== Dataset content ==

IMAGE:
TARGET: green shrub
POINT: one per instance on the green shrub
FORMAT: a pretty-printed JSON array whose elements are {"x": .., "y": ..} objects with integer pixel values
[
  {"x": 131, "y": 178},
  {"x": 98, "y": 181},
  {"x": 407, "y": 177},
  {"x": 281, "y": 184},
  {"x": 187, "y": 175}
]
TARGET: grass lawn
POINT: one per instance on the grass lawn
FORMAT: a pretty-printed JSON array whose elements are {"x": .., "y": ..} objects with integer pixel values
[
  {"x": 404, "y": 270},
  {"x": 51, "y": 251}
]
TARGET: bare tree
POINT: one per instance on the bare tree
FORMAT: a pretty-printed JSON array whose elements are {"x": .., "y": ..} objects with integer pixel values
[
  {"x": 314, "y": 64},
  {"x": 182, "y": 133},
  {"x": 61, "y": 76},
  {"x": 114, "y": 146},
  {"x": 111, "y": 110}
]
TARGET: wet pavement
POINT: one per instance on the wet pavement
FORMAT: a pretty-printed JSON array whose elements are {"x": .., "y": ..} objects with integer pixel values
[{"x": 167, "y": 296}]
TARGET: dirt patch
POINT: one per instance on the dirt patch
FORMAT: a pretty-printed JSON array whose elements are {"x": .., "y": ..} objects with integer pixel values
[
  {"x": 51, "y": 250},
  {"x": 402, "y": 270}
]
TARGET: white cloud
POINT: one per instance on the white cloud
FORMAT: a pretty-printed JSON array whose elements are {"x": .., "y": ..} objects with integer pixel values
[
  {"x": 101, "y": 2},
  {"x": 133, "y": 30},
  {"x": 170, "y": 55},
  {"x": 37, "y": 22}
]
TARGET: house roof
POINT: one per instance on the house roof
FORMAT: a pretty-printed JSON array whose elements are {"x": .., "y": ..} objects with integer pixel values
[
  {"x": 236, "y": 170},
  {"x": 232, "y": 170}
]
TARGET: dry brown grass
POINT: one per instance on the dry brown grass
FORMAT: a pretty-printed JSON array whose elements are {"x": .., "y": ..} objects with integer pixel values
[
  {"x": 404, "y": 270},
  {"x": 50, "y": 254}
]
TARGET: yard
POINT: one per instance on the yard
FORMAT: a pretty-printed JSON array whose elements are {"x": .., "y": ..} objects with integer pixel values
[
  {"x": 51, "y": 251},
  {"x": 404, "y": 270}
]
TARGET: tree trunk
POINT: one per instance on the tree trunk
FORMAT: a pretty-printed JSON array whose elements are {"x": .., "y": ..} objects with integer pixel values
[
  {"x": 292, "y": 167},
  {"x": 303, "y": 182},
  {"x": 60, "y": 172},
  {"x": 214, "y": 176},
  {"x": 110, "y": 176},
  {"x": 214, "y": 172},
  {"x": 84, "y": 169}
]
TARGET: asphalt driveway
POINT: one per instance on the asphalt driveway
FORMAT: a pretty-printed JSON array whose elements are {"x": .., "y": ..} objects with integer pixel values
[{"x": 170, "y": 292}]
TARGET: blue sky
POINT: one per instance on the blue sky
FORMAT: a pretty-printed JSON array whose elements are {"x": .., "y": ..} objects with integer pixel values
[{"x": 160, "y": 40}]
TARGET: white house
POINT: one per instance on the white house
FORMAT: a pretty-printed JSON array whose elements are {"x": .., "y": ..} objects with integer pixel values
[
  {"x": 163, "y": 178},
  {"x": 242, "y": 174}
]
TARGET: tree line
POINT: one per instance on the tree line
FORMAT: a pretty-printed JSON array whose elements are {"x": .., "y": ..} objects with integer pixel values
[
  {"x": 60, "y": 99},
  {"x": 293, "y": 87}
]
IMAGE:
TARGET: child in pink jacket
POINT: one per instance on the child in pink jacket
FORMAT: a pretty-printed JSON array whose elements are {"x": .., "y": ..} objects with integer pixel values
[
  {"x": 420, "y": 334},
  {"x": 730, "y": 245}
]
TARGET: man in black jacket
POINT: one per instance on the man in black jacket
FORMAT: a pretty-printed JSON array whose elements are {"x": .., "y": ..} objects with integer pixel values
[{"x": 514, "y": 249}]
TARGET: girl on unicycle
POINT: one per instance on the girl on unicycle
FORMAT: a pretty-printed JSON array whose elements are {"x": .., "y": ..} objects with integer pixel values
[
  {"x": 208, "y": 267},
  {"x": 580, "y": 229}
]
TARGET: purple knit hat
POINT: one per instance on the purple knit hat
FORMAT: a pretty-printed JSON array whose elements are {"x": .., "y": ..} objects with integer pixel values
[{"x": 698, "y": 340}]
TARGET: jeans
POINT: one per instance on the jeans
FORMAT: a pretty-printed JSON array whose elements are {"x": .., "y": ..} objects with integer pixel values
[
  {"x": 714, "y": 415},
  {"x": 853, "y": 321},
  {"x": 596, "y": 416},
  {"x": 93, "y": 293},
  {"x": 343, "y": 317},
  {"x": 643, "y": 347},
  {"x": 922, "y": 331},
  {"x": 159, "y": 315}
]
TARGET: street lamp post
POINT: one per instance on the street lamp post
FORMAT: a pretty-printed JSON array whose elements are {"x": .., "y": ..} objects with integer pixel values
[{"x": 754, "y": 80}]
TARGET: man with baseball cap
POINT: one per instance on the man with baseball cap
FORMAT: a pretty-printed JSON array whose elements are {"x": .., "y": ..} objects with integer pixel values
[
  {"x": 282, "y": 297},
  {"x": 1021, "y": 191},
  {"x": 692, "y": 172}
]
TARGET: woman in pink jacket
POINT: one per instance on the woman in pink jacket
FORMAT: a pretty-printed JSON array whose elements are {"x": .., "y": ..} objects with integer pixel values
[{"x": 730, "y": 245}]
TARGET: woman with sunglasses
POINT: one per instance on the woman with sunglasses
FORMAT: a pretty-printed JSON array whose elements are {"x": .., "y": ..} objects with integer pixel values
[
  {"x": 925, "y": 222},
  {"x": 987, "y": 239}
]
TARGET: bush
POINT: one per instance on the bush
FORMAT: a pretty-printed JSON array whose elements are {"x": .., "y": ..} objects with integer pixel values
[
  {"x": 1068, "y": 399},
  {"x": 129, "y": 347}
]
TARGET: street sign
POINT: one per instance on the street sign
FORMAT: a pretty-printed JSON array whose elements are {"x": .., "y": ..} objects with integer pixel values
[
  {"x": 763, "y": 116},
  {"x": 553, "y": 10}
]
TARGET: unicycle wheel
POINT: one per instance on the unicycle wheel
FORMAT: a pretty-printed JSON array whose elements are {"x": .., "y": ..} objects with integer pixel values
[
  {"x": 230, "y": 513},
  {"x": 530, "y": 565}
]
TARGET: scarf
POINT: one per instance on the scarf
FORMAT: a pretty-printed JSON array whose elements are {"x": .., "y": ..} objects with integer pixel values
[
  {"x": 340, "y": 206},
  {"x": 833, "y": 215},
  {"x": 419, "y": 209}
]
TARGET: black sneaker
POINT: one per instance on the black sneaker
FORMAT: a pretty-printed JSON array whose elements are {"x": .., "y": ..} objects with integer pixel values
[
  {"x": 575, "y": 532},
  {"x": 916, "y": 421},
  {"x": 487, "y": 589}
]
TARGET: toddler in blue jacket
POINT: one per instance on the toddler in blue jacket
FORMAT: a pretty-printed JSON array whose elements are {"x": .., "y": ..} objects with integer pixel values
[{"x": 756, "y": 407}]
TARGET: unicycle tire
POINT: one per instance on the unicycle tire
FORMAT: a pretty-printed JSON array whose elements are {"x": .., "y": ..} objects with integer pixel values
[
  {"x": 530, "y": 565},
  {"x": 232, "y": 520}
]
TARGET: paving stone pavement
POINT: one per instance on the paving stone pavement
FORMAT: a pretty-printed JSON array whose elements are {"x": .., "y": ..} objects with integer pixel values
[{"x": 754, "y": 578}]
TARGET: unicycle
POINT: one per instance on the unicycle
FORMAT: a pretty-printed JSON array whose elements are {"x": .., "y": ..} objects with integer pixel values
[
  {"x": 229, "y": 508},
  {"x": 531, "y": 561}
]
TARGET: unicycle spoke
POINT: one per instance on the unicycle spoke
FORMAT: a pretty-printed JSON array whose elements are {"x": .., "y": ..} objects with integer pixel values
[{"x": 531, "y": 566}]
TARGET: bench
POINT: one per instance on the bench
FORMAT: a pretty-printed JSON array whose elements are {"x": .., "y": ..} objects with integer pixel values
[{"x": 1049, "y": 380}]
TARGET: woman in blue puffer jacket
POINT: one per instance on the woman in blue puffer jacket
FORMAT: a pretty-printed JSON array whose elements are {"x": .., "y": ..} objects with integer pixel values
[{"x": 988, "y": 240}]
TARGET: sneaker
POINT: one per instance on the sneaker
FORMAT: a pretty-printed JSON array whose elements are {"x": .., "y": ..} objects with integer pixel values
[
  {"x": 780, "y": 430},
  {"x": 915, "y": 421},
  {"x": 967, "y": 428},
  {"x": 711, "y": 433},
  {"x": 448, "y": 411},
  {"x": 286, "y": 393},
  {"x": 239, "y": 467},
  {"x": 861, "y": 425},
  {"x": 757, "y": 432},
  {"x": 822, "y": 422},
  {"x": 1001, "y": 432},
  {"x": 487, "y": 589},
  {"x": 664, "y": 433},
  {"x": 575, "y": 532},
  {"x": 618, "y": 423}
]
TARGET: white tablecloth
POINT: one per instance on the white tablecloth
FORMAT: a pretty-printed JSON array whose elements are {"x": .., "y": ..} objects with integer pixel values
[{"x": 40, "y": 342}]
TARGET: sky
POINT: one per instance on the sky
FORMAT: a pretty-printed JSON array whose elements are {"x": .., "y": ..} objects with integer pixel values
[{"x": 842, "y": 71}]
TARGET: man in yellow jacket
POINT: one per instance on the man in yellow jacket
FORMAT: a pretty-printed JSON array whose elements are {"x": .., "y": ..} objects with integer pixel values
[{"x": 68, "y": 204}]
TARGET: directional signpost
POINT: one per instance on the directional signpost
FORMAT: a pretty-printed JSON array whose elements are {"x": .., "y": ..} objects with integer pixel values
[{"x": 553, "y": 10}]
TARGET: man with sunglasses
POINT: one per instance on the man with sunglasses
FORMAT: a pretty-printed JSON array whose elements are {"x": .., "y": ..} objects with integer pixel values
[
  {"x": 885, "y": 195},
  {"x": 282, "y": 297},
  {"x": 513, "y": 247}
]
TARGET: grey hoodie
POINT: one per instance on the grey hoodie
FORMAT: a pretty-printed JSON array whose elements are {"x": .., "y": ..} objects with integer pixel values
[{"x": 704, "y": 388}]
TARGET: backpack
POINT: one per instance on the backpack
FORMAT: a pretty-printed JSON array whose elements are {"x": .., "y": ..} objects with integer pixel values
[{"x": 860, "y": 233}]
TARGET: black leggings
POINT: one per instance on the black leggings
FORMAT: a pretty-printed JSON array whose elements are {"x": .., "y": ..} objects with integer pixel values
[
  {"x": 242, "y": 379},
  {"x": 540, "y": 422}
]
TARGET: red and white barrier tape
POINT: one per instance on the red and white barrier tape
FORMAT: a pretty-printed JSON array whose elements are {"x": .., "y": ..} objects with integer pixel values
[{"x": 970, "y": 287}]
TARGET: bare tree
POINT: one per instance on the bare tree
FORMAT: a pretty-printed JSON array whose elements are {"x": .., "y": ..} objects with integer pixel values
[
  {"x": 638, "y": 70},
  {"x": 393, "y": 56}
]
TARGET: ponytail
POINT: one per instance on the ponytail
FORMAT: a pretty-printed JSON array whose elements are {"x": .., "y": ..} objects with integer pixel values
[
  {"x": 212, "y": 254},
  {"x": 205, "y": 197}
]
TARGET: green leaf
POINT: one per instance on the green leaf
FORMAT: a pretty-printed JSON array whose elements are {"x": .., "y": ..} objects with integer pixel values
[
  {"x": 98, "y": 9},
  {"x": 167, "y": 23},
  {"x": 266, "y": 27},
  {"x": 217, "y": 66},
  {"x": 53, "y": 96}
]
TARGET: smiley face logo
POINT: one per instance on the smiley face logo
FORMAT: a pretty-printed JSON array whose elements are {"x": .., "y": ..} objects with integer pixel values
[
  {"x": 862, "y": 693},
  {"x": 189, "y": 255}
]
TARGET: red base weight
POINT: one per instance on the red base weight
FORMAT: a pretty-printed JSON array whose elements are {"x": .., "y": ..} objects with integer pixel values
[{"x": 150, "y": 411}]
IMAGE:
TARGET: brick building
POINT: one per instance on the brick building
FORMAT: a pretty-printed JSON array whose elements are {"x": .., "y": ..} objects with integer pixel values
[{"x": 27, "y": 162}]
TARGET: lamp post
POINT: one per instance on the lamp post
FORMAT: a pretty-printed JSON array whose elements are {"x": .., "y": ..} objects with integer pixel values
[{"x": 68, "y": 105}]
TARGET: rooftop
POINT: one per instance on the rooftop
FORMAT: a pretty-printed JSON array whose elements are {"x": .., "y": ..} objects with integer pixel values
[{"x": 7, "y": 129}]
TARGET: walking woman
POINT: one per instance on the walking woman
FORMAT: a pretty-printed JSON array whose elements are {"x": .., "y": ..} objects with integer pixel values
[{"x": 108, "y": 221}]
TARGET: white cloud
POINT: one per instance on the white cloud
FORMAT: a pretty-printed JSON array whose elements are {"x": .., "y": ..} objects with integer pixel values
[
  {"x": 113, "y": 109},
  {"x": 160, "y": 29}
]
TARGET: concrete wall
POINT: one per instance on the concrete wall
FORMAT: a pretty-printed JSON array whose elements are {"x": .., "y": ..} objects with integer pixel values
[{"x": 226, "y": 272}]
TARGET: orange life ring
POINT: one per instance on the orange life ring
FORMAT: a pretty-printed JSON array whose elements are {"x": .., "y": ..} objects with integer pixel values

===

Scale the lines starting at the one that contains "TARGET: concrete wall" and ending at the last line of the items. Give all of them again, requests included, with every coordinate in the answers multiplied by 2.15 and rounded to a whole number, halves rounding up.

Answer to the exercise:
TARGET: concrete wall
POINT: one per instance on the concrete wall
FORMAT: a pretty-printed JSON array whose elements are {"x": .., "y": ..} objects with integer pixel values
[{"x": 486, "y": 585}]
TARGET: orange life ring
POINT: one per instance on the orange life ring
FORMAT: a pretty-printed JSON array whose elements are {"x": .., "y": ..} objects with integer pixel values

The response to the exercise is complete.